
  2. Oh Stephen. “Harrowed over until the rot turns rich.”

    I claim this, with tears running down my cheeks, I beg God for this.

  3. The rot has turned fertile in Walking a Fence Lime North of Chip Lake published in Beacons Blues and Holy Goats.
    Moved to do more productive harrowing.

  4. Just when I think your words have reached their mountaintop of finesse – you open another vista and peak to climb -this is a deeply personal yet common narrative of too many over the centuries.

    Well done poet extraordinaire

  5. I echo Sheila’s words up above this post. Grow Mercy has become essential reading for me, too. This poem delivers fresh ways to consider unspoken truths within a family. And how stirring that a grandson could comprehend an old man’s pain and its consequences so long after the man’s death. Thank you Stephen.

  6. “…it is soaked up by generations…” I am wondering, Stephen, as I read the beginning and ending, do you still wrestle with carrying of the weight of the scar? Thank you for the poignancy.

    1. Thank you Ann. Your question: Certainly not consciously. But I’ve been reflecting about generational-familial trauma and I believe, while it doesn’t necessarily precondition us, it does shape us. To what extent? I’m not sure. But we do carry the marks, the scars, somehow. To know this I think is important, important for self-awareness, for insight, perhaps, to why we respond to events in sometimes unexpected ways.

      1. Thank you Steve another brilliantly written poem – moving, thought provoking a tender sharing. This one of intimate wounds that continue to reopen reminds us of how reactions to past pain can mold the behaviour of generations to come.
        Thank you ? Thank you ?

--- Data section ---
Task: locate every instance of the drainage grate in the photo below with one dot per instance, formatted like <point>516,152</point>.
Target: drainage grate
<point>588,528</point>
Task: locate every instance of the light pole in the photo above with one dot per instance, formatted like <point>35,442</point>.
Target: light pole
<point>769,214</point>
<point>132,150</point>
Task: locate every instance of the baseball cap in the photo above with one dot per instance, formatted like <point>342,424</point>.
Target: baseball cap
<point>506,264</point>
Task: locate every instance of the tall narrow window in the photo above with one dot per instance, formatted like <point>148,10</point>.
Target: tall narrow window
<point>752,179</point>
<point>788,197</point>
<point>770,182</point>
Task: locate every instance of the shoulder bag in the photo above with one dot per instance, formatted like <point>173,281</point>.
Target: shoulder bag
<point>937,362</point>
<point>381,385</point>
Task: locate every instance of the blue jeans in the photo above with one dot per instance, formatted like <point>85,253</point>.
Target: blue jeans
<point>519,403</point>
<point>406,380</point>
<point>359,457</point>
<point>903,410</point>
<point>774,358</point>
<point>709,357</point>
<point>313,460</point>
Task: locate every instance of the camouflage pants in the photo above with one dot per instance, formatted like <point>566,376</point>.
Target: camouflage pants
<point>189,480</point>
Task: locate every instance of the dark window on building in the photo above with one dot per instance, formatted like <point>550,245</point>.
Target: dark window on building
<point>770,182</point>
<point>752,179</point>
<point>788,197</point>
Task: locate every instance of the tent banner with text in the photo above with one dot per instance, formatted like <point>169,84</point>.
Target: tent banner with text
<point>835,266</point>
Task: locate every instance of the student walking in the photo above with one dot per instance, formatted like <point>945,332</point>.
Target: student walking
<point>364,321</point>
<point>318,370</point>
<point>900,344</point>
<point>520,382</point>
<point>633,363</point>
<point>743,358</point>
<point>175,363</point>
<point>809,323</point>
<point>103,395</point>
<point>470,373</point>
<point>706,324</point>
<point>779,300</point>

--- Exercise directions ---
Reproduce the part of the comment thread starting at "1. Thank you Ann." and ending at "generations to come.", word for word.

--- Response to the exercise ---
1. Thank you Ann. Your question: Certainly not consciously. But I’ve been reflecting about generational-familial trauma and I believe, while it doesn’t necessarily precondition us, it does shape us. To what extent? I’m not sure. But we do carry the marks, the scars, somehow. To know this I think is important, important for self-awareness, for insight, perhaps, to why we respond to events in sometimes unexpected ways.

      1. Thank you Steve another brilliantly written poem – moving, thought provoking a tender sharing. This one of intimate wounds that continue to reopen reminds us of how reactions to past pain can mold the behaviour of generations to come.